◆ EXERCISE OBJECTIVE: Can you reproduce the listing below word for word, omitting the pictures?
◆ ◆ ◆ ◆ ◆ ◆ ◆
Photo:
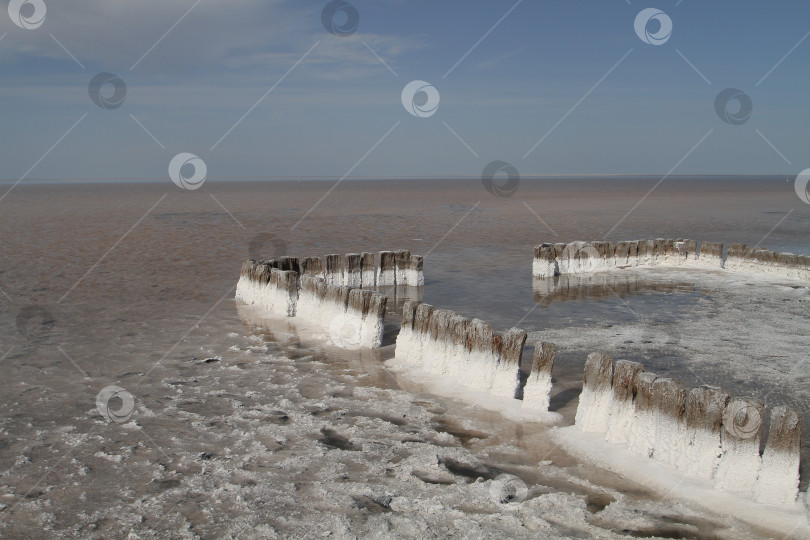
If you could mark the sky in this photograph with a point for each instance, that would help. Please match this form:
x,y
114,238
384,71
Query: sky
◆ ◆ ◆ ◆ ◆ ◆ ◆
◆ THE COMPLETED TASK:
Photo:
If you could mark the sky in this photograph with a point for each instance, that would help. Please match this form:
x,y
114,238
384,71
Query: sky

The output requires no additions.